━━━━━ Excerpted text ━━━━━

Jesse Ramien (born 27 April 1997) is an Australian professional rugby league footballer who plays as a  for the Cronulla-Sutherland Sharks in the NRL.

He has previously played for the Newcastle Knights as well as a previous spell at the Cronulla club in the National Rugby League. Ramien has also played at representative level for the Indigenous All Stars.

Background
Ramien was born in Dubbo, New South Wales, Australia, and is of Indigenous Australian descent.

He played his junior rugby league for the Coonamble Bears, before being signed by the Manly Warringah Sea Eagles.

Playing career

Early career
From 2014 to 2016, Ramien played for the Manly Warringah Sea Eagles' NYC team. Mid-season in 2016, he made the switch to the Cronulla-Sutherland Sharks' NYC team.

2017
In February, Ramien played for the Sharks' first-grade side in the 2017 World Club Challenge match against the Wigan Warriors, a game in which he scored a try. In May, he played for the Junior Kangaroos against the Junior Kiwis. In round 26 of the 2017 NRL season, he made his NRL debut for the Sharks against the Newcastle Knights, scoring a try. The very next day, he was named at centre in the Team of the Year.

━━━━━ Material ━━━━━

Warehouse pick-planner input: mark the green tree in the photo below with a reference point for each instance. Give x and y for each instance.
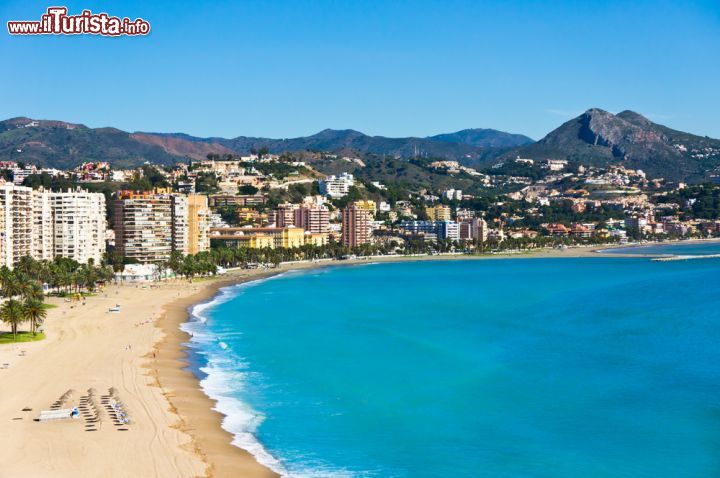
(12, 313)
(34, 313)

━━━━━

▶ _Prompt 1_
Repeat the part of the Jesse Ramien profile between "He played his" and "Sharks' NYC team.", inclusive.
▶ _Prompt 2_
Using the Jesse Ramien profile, answer yes or no to each statement and quote the words that decide it: (a) Ramien was born in Dubbo, New South Wales. (b) He played his junior rugby league for the Manly Warringah Sea Eagles. (c) He made his NRL debut against the Wigan Warriors.

▶ _Full answer 1_
He played his junior rugby league for the Coonamble Bears, before being signed by the Manly Warringah Sea Eagles.

Playing career

Early career
From 2014 to 2016, Ramien played for the Manly Warringah Sea Eagles' NYC team. Mid-season in 2016, he made the switch to the Cronulla-Sutherland Sharks' NYC team.

▶ _Full answer 2_
(a) Yes: "Ramien was born in Dubbo, New South Wales, Australia"
(b) No: "He played his junior rugby league for the Coonamble Bears, before being signed by the Manly Warringah Sea Eagles."
(c) No: "he made his NRL debut for the Sharks against the Newcastle Knights, scoring a try."